----- QUOTED PASSAGE

New York Superintendent of Financial Services Linda Lacewell said her agency will continue to challenge federal “encroachment” on state financial regulations. The Second Circuit only ruled on the ripeness of the DFS challenge, not the merits of the case, she said in a statement.
Lacewell also urged Hsu to reconsider the OCC’s fintech charter program altogether.
“It is incumbent upon us to work together in our dual state-federal financial system to ensure both safety and soundness of industry and protection of the consumers who rely on financial products and services,” she said.
Several other state regulators are challenging the OCC’s fintech charter through litigation by the Conference of State Banking Supervisors.
CSBS has alleged that the OCC’s potential approval of a standard banking charter application by Figure Technologies Inc., a blockchain-based financial services provider that plans to take uninsured deposits, would essentially result in a fintech charter by another name.
The OCC said it has not acted on or approved a charter to Figure, an agency spokesman said.
CSBS is disappointed in the Second Circuit’s ruling, but confident that courts will “ultimately determine that Congress has not given the OCC this authority, and we encourage the OCC to abandon its pursuit of the chartering of uninsured national banks,” Margaret Liu, CSBS executive vice president for strategic engagement, said in a statement.
The case is Lacewell v. Office of the Comptroller of the Currency, 2d Cir., No. 19-04271, ruling 6/3/21.

----------
----- DATA SECTION

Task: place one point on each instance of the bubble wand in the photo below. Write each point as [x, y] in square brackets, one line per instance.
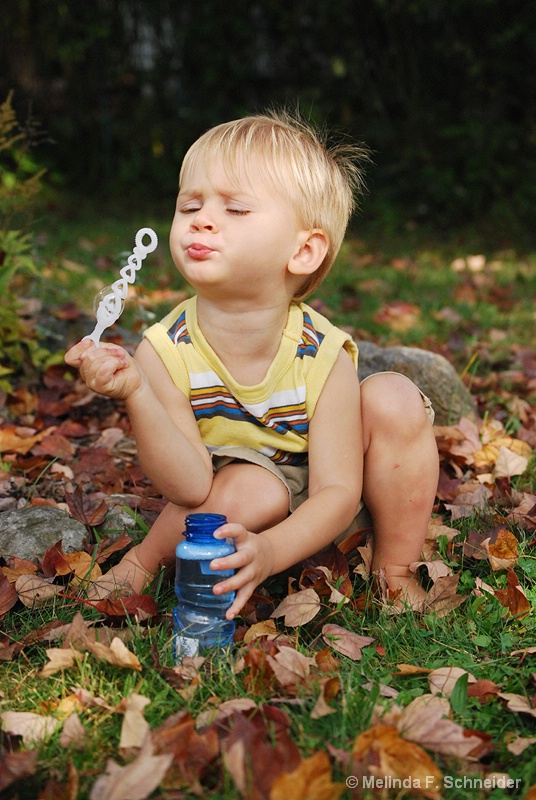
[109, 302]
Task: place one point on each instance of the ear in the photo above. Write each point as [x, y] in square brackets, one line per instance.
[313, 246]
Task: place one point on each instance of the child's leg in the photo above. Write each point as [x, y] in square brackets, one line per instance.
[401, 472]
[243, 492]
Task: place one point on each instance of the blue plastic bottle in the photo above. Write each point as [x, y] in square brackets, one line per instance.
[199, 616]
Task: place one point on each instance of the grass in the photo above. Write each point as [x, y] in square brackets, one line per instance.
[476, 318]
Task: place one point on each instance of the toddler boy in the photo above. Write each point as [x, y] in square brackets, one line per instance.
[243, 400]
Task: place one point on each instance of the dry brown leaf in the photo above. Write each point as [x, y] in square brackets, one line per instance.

----------
----- DATA SECTION

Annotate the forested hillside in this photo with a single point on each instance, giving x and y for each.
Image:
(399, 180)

----------

| SHORT PROBLEM |
In the fintech charter passage, revise the part that opens with the words containing "CSBS has alleged" and closes with "engagement, said in a statement.", putting "insured" wherever "uninsured" appears.

| FINAL RESULT |
CSBS has alleged that the OCC’s potential approval of a standard banking charter application by Figure Technologies Inc., a blockchain-based financial services provider that plans to take insured deposits, would essentially result in a fintech charter by another name.
The OCC said it has not acted on or approved a charter to Figure, an agency spokesman said.
CSBS is disappointed in the Second Circuit’s ruling, but confident that courts will “ultimately determine that Congress has not given the OCC this authority, and we encourage the OCC to abandon its pursuit of the chartering of insured national banks,” Margaret Liu, CSBS executive vice president for strategic engagement, said in a statement.